§ Written instruction A
Please extract the OpenObserve storage page below in full, word for word.

§ Selected extract
Skip to content

Storage

Applicable to open source & enterprise version

There are 2 primary items that need to be stored in OpenObserve.

  1. Ingested stream data
  2. Metadata of ingested stream data

Metadata for stream data is always stored on disk for Local mode and will stored in etcd for Cluster mode.

Stream data can be stored on disk, s3, minIO and other compatible s3 API object storages, like: Google GCS, Alibaba OSS, Tencent COS.

Tips:

  1. Default OpenObserve runs as Local mode, you can set LOCAL_MODE=false to enable Cluster mode.
  2. In Local mode it also can use s3 as storage, you can set ZO_LOCAL_MODE_STORAGE=s3 to storage data in s3.
  3. For GCS, OSS they all supports s3 SDK, so you can think they are all of s3, just configure different s3 environments.

Data

Data is stored in parquet format, which is columnar storage format, it is efficient for query and storage.

Disk

Disk is default storage place for stream data, make sure you have enough storage available on your disk for stream data storage. During data ingestion the stream name that you provide may not be present, in that case a new folder for stream will be created automatically for storing the stream data.

S3

To use S3 for storing stream data following needs to be done:

  • Make AWS IAM credentials available to OpenObserve by any supported mechanisms. OpenObserve uses AWS SDK which looks for credentials through:

  • Environment variables AWS_ACCESS_KEY_ID and AWS_SECRET_ACCESS_KEY (Not recommended due to security concerns)

  • Your aws CLI credentials stored in ~/.aws/credentials
  • Instance metadata on an EC2 Instance/Fargate container/ECS container. You do this providing an IAM role to an EC2 instance or a task role to an ECS task - IMDS/IMDSv2 . ECS is not recommended as it does not have support for stateful workloads off EBS as of now.

§ Source records
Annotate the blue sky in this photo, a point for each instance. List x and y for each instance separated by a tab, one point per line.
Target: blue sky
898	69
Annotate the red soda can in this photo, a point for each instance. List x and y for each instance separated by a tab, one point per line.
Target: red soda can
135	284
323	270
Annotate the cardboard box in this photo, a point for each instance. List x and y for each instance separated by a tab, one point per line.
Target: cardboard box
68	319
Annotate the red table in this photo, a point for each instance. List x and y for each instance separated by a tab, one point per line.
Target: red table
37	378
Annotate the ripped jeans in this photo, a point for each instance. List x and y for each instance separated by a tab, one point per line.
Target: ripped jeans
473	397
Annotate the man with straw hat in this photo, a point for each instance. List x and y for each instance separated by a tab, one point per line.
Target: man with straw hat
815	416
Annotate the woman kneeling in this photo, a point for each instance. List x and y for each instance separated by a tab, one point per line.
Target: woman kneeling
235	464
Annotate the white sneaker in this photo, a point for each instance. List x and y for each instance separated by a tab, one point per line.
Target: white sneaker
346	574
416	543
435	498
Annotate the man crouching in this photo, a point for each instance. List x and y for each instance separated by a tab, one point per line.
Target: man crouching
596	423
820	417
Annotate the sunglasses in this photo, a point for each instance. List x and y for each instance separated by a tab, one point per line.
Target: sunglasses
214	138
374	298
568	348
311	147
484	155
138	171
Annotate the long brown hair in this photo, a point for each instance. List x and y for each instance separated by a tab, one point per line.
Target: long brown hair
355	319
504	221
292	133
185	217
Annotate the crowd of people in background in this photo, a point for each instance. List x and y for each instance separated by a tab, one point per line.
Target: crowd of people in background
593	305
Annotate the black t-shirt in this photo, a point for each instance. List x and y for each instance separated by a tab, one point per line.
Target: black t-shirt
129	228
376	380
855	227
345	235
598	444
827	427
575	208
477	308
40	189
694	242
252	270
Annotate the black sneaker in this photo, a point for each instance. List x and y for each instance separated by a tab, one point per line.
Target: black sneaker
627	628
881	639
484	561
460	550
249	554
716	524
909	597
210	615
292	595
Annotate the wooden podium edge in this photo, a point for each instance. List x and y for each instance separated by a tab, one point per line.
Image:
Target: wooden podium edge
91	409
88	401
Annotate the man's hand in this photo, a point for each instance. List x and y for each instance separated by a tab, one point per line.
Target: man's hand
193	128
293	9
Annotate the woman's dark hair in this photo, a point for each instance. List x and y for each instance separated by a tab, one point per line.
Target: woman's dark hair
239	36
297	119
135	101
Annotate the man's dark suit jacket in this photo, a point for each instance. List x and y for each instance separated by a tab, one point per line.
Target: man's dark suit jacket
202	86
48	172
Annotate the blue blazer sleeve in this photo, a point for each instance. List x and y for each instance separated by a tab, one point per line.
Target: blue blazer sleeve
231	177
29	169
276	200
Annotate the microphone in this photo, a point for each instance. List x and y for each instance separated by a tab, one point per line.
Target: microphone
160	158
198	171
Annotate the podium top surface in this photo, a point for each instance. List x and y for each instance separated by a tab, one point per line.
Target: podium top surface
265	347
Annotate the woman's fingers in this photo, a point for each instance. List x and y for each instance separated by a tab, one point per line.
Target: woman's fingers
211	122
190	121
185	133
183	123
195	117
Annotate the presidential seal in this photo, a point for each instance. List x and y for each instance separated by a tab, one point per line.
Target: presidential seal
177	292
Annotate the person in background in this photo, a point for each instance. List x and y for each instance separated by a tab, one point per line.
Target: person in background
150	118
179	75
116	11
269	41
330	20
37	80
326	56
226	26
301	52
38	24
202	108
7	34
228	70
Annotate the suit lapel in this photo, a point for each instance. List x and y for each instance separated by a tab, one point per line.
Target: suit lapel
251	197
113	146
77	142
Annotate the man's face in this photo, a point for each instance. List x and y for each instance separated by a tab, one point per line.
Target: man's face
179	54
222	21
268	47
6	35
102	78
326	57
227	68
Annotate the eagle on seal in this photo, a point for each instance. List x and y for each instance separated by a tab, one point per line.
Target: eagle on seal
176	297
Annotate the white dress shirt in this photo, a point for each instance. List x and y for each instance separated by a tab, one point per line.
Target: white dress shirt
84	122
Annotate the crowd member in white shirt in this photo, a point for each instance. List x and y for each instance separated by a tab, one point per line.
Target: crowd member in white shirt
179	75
==
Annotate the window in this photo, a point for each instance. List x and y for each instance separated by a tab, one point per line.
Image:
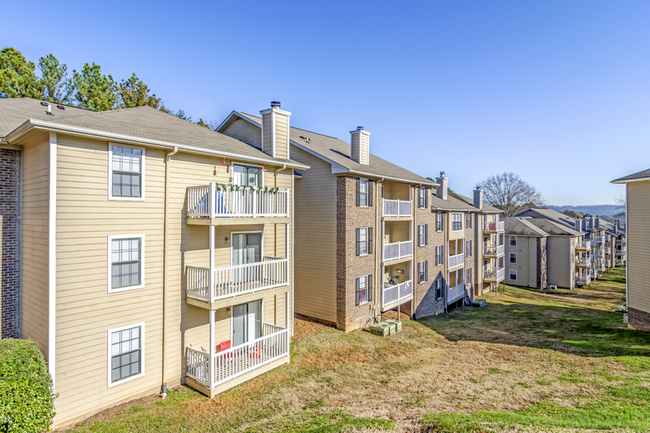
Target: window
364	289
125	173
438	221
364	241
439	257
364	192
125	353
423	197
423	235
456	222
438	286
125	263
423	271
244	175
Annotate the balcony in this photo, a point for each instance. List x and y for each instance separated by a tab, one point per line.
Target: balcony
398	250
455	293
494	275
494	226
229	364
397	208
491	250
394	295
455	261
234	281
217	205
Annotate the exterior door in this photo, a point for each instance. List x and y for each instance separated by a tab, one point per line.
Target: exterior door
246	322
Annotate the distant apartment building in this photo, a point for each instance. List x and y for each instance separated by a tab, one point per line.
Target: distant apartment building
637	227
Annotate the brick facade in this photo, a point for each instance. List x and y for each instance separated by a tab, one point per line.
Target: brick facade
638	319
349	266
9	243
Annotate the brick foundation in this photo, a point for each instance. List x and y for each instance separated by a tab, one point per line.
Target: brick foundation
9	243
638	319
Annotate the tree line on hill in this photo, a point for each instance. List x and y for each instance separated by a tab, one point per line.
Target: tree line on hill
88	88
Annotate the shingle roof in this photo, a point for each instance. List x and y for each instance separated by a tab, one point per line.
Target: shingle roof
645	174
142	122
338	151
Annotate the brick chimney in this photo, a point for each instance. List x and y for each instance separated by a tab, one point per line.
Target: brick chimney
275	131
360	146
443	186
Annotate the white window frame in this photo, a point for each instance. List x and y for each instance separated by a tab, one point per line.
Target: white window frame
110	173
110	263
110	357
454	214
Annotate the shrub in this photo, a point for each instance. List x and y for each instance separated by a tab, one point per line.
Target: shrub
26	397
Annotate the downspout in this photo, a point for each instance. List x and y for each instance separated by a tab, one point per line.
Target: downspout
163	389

§ Written instruction B
Pull out every line of the listing above that contains the string "apartment". Case counts.

§ Exercise output A
Skip to content

Storage

Applicable to open source & enterprise version

There are 2 primary items that need to be stored in OpenObserve.

  1. Ingested stream data
  2. Metadata of ingested stream data

Metadata for stream data is always stored on disk for Local mode and will stored in etcd for Cluster mode.

Stream data can be stored on disk, s3, minIO and other compatible s3 API object storages, like: Google GCS, Alibaba OSS, Tencent COS.

Tips:

  1. Default OpenObserve runs as Local mode, you can set LOCAL_MODE=false to enable Cluster mode.
  2. In Local mode it also can use s3 as storage, you can set ZO_LOCAL_MODE_STORAGE=s3 to storage data in s3.
  3. For GCS, OSS they all supports s3 SDK, so you can think they are all of s3, just configure different s3 environments.

Data

Data is stored in parquet format, which is columnar storage format, it is efficient for query and storage.

Disk

Disk is default storage place for stream data, make sure you have enough storage available on your disk for stream data storage. During data ingestion the stream name that you provide may not be present, in that case a new folder for stream will be created automatically for storing the stream data.

S3

To use S3 for storing stream data following needs to be done:

  • Make AWS IAM credentials available to OpenObserve by any supported mechanisms. OpenObserve uses AWS SDK which looks for credentials through:

  • Environment variables AWS_ACCESS_KEY_ID and AWS_SECRET_ACCESS_KEY (Not recommended due to security concerns)

  • Your aws CLI credentials stored in ~/.aws/credentials
  • Instance metadata on an EC2 Instance/Fargate container/ECS container. You do this providing an IAM role to an EC2 instance or a task role to an ECS task - IMDS/IMDSv2 . ECS is not recommended as it does not have support for stateful workloads off EBS as of now.

§ Exercise output B
Annotate the distant apartment building in this photo, a point for each instance. List x and y for each instance separated by a tab, one point per line.
Target: distant apartment building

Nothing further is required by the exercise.